→ **Records shown**:
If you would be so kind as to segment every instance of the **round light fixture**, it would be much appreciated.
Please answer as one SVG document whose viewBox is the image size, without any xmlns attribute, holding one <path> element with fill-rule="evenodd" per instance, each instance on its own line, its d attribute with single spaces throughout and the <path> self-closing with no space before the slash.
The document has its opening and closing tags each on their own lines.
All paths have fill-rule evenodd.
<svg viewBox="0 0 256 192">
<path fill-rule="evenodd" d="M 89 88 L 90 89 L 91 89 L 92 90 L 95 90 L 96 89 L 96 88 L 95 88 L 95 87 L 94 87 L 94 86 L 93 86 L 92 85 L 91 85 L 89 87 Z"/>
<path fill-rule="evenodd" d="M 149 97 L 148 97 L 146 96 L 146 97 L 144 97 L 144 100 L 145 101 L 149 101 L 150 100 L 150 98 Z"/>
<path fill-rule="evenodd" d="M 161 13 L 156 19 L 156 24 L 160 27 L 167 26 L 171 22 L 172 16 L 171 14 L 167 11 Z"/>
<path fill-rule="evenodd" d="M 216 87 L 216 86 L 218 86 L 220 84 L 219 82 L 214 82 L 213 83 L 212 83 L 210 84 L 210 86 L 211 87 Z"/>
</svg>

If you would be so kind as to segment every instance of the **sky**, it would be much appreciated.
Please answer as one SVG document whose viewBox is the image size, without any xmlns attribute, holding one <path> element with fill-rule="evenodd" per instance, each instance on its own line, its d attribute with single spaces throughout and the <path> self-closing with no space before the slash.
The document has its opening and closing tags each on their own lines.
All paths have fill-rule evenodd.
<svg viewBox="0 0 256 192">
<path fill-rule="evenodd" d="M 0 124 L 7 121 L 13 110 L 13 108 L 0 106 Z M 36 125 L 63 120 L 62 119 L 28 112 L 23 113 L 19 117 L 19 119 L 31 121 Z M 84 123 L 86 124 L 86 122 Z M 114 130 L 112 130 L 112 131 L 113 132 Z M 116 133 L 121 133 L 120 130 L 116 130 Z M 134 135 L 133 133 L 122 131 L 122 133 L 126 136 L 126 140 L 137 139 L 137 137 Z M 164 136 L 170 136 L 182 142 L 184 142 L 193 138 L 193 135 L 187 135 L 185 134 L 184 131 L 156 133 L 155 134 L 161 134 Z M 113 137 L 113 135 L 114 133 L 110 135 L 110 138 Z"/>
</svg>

→ **What the task asks**: Can you render all the lines above as a numbered list, leaving out the blank ones?

→ **Result**:
1. If you would be so kind as to segment every instance of the **round light fixture**, it would be much appreciated.
2. Please answer as one SVG document whose viewBox is the image size, without any xmlns attribute, holding one <path> element with fill-rule="evenodd" per instance, each instance on its own line, its d attribute with single spaces throughout and the <path> self-closing with no space before the slash.
3. The document has its opening and closing tags each on their own lines.
4. All paths have fill-rule evenodd.
5. <svg viewBox="0 0 256 192">
6. <path fill-rule="evenodd" d="M 89 88 L 90 89 L 91 89 L 92 90 L 95 90 L 96 89 L 96 88 L 95 88 L 95 87 L 94 87 L 94 86 L 93 86 L 92 85 L 91 85 L 89 87 Z"/>
7. <path fill-rule="evenodd" d="M 149 97 L 148 97 L 146 96 L 146 97 L 144 97 L 144 100 L 145 101 L 149 101 L 150 100 L 150 98 Z"/>
8. <path fill-rule="evenodd" d="M 161 13 L 156 19 L 156 24 L 160 27 L 167 26 L 171 22 L 172 16 L 171 14 L 167 11 Z"/>
9. <path fill-rule="evenodd" d="M 216 87 L 216 86 L 218 86 L 220 84 L 219 82 L 214 82 L 213 83 L 212 83 L 210 84 L 210 86 L 211 87 Z"/>
10. </svg>
11. If you would be so kind as to segment every instance of the **sky**, it would be much appreciated.
12. Please answer as one SVG document whose viewBox is the image size, without any xmlns attribute, holding one <path> element with fill-rule="evenodd" per instance, each instance on its own line, its d attribute with single spaces throughout and the <path> self-closing with no space before the slash.
13. The document has its opening and closing tags each on their own lines.
14. All paths have fill-rule evenodd.
15. <svg viewBox="0 0 256 192">
16. <path fill-rule="evenodd" d="M 0 124 L 7 121 L 13 110 L 13 108 L 0 106 Z M 36 125 L 63 120 L 62 119 L 28 112 L 23 113 L 19 117 L 19 119 L 31 121 Z M 84 123 L 86 124 L 86 122 Z M 114 130 L 112 130 L 112 131 L 113 132 Z M 116 133 L 121 133 L 120 130 L 116 130 Z M 134 135 L 133 133 L 122 131 L 122 133 L 126 136 L 126 140 L 137 139 L 137 137 Z M 164 136 L 170 136 L 182 142 L 184 142 L 193 138 L 193 135 L 187 135 L 185 134 L 184 131 L 156 133 L 155 134 L 161 134 Z M 113 137 L 113 135 L 114 133 L 110 135 L 110 138 Z"/>
17. </svg>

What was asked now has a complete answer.